• _WHAT YOU SHOULD DO_: Retype the part of the Raynaud's phenomenon article below, everything from "My investment in" down to "the search continues.".

• _STUDY TEXT_:
---------------

Cold Hands May Signal Raynaud’s Phenomenon

Close up of young beautiful woman hands holding hot cup of coffee or tea. Morning coffee cold season office coffee break or coffee lover concept.

from the New York Times

The adage “Cold hands, warm heart” might describe me accurately if it also included “cold feet.” Every autumn, even before the leaves begin to fall from their airy perch, I begin an annual search for better ways to keep my hands and feet from freezing during the coming winter.

My investment in mittens and boots could stock a store and includes what is touted as the warmest of warm, but so far no product has been sufficiently protective. The popular advice, “Move to a warmer climate,” doesn’t mesh with my life’s interests, and so the search continues.

I may or may not have a version of Raynaud’s phenomenon, but I can surely empathize with those who do. First described in 1862 by a French medical student named Maurice Raynaud, it is characterized by highly localized cold-induced spasms of small blood vessels that disrupt blood flow to the extremities, most often the fingers and toes and sometimes also the tips of the ears and nose.

Viewed in the best possible light, it is a patriotic disorder: Affected areas typically turn white when vessels collapse and cut off blood flow, then blue for lack of oxygen-rich blood, then red as blood flow is gradually restored when the areas rewarm.

---------------

Phrase grounding data

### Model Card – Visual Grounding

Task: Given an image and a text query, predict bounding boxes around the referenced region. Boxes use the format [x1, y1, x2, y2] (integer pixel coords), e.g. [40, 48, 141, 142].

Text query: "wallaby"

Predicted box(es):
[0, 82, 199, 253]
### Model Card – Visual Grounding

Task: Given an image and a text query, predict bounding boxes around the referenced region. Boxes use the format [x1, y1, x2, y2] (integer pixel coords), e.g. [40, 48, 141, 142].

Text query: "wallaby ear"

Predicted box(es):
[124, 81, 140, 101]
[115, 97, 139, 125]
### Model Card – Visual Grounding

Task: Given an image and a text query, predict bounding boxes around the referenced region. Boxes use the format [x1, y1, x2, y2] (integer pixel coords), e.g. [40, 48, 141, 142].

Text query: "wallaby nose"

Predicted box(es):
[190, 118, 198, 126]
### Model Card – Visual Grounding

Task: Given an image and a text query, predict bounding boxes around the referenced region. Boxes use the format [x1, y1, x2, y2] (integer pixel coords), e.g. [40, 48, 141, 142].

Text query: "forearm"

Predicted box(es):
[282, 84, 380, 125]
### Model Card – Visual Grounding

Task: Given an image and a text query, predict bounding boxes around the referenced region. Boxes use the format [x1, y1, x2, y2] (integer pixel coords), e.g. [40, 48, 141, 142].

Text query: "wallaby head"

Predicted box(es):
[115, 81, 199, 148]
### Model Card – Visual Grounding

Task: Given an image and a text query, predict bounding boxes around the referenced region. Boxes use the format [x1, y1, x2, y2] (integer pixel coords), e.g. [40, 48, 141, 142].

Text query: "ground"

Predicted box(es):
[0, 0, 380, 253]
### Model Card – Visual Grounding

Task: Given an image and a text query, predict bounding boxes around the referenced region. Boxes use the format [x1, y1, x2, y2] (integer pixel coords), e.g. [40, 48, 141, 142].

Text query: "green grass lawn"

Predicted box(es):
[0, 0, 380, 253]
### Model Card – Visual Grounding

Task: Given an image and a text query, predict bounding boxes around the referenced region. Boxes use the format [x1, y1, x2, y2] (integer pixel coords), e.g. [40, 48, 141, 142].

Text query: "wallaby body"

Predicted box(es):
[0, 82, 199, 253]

---------------

• _WRITTEN REPLY_:
My investment in mittens and boots could stock a store and includes what is touted as the warmest of warm, but so far no product has been sufficiently protective. The popular advice, “Move to a warmer climate,” doesn’t mesh with my life’s interests, and so the search continues.